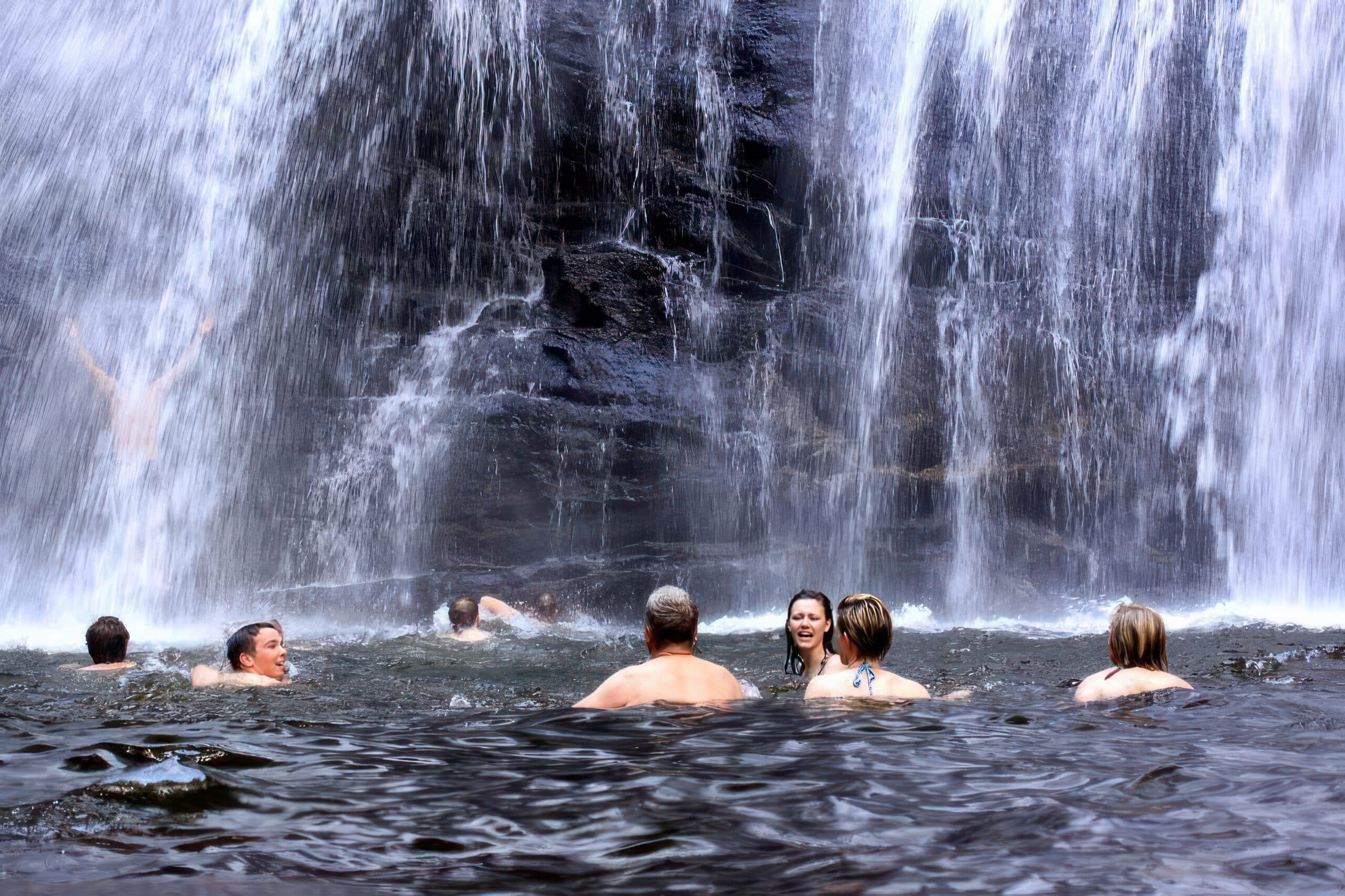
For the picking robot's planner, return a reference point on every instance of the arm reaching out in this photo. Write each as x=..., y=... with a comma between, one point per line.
x=107, y=385
x=496, y=607
x=189, y=357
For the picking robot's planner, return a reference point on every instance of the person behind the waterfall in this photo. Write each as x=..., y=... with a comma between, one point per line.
x=1137, y=643
x=107, y=641
x=865, y=637
x=673, y=673
x=136, y=412
x=256, y=655
x=464, y=617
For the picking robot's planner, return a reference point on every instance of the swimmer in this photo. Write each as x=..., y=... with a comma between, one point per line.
x=808, y=635
x=107, y=641
x=136, y=412
x=865, y=627
x=256, y=654
x=1139, y=648
x=464, y=614
x=545, y=609
x=673, y=673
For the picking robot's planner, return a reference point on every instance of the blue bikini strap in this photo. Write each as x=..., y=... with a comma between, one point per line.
x=865, y=669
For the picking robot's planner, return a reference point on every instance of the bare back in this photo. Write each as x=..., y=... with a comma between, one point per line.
x=676, y=679
x=849, y=682
x=1122, y=682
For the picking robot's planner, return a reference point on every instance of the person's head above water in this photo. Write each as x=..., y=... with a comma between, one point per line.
x=808, y=627
x=865, y=629
x=463, y=614
x=1139, y=638
x=545, y=609
x=258, y=649
x=107, y=641
x=670, y=618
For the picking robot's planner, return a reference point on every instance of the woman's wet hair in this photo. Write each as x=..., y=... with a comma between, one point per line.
x=671, y=617
x=463, y=614
x=1139, y=638
x=794, y=664
x=107, y=641
x=245, y=642
x=868, y=623
x=546, y=609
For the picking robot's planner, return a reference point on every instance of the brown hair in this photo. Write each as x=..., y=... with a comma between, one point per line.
x=463, y=614
x=671, y=617
x=1139, y=638
x=107, y=641
x=865, y=621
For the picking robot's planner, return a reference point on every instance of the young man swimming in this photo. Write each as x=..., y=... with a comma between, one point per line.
x=673, y=673
x=256, y=654
x=107, y=641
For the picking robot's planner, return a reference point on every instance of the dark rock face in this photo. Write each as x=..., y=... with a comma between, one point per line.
x=630, y=420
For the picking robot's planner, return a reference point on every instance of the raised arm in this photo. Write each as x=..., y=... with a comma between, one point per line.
x=189, y=356
x=105, y=384
x=496, y=607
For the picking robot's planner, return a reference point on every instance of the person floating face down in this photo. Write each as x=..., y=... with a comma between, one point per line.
x=256, y=655
x=1139, y=646
x=107, y=641
x=673, y=673
x=136, y=412
x=865, y=626
x=544, y=610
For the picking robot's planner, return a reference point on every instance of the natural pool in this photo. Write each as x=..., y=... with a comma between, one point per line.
x=417, y=765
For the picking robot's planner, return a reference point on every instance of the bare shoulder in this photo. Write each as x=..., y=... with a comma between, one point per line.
x=904, y=688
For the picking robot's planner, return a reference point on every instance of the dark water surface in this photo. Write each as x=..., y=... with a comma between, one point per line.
x=417, y=765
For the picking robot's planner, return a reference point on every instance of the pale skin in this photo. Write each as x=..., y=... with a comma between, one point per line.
x=263, y=668
x=809, y=626
x=1125, y=682
x=671, y=674
x=135, y=418
x=841, y=682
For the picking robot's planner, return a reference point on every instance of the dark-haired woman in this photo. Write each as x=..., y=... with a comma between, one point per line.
x=1139, y=649
x=865, y=629
x=808, y=634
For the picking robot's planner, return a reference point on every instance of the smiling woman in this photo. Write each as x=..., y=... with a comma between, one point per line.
x=808, y=634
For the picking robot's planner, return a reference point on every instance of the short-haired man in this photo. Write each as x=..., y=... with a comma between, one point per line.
x=673, y=673
x=256, y=654
x=107, y=641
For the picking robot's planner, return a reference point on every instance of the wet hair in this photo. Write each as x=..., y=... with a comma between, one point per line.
x=463, y=614
x=1139, y=638
x=245, y=642
x=868, y=623
x=107, y=641
x=671, y=617
x=794, y=664
x=546, y=607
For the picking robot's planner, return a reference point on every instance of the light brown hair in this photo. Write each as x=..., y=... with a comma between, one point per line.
x=865, y=621
x=463, y=614
x=671, y=617
x=1137, y=638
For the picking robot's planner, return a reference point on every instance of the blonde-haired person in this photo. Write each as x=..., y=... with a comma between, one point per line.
x=1139, y=649
x=865, y=634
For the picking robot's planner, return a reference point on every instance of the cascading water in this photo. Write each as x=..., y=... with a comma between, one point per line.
x=1259, y=365
x=140, y=149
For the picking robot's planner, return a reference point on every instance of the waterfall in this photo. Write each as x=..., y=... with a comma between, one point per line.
x=140, y=149
x=1258, y=368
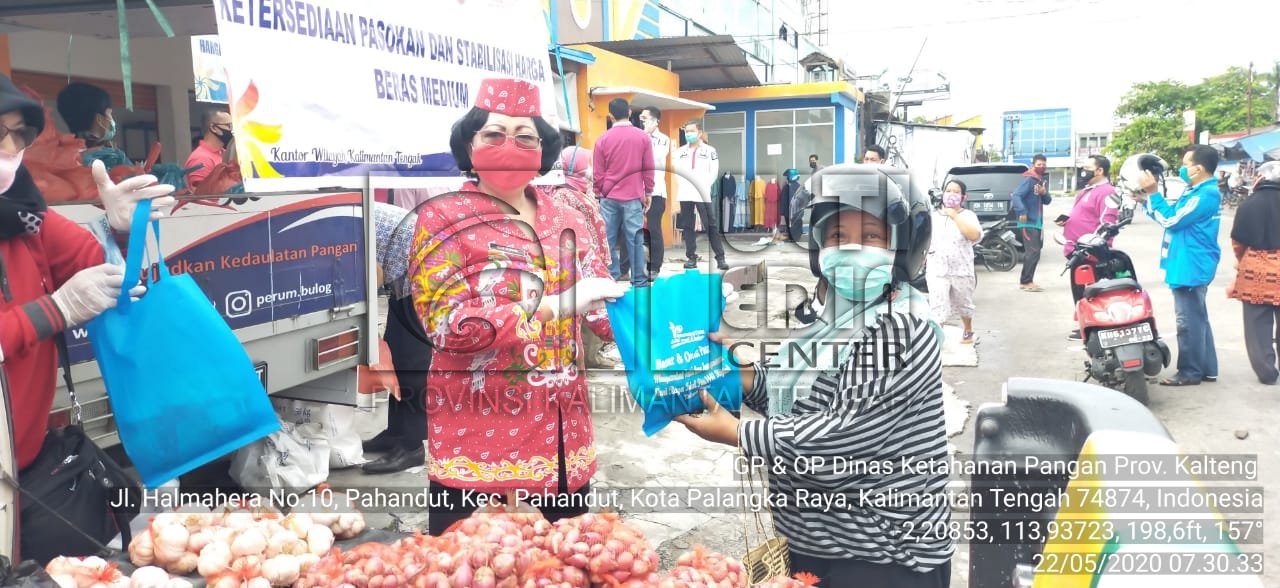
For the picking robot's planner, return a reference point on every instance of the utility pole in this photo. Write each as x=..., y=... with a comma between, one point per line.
x=1249, y=94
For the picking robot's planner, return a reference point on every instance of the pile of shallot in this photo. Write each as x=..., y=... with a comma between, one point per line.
x=97, y=573
x=704, y=569
x=236, y=548
x=611, y=551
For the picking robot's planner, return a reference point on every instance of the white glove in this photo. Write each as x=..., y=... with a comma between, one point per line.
x=728, y=292
x=585, y=296
x=91, y=291
x=122, y=199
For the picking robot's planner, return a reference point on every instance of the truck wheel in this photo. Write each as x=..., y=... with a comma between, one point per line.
x=1001, y=258
x=1136, y=386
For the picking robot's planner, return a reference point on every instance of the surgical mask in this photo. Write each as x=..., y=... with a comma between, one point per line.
x=859, y=274
x=952, y=200
x=9, y=169
x=225, y=136
x=506, y=167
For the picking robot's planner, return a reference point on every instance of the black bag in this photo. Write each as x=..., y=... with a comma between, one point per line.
x=73, y=497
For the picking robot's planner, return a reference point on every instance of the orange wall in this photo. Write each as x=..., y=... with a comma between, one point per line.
x=4, y=55
x=613, y=69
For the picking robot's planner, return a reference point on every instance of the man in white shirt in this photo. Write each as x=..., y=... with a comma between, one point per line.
x=696, y=165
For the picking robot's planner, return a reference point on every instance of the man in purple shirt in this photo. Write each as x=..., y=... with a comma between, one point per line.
x=1096, y=204
x=622, y=163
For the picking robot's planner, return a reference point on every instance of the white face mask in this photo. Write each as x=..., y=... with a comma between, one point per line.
x=9, y=169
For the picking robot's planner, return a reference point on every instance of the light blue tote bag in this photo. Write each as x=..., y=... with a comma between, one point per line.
x=181, y=384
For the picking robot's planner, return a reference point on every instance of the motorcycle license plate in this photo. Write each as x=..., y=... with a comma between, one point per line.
x=1138, y=333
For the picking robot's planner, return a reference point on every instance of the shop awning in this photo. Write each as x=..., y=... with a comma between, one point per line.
x=647, y=97
x=96, y=18
x=702, y=62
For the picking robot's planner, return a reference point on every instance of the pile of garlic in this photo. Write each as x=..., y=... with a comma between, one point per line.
x=237, y=547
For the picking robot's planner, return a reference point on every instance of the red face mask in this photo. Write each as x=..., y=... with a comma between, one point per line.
x=506, y=167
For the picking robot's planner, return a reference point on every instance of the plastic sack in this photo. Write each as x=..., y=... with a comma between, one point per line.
x=661, y=333
x=337, y=425
x=181, y=386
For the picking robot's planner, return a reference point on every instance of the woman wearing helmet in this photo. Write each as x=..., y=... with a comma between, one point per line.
x=860, y=388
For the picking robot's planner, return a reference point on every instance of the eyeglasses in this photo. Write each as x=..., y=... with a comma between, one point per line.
x=22, y=137
x=497, y=138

| Stated problem |
Render the material above, from the line with "the woman wearing" through the end of the material, as a two-column CSV with the headers request and answer and one row per request. Put the request text and its answer each in a single quoted field, replacing line breaks with spaces.

| Output |
request,answer
"For the picking robot's planner, return a reference point on every instance of the woman wearing helmet in this photo. Write each as x=..., y=... with a comma between, one point per line.","x=860, y=388"
"For the picking robot's planner, return a reference point on every instance of the eyeglasses in this photo. Write each as x=..., y=... with a comma between, one point per line.","x=22, y=137 x=497, y=138"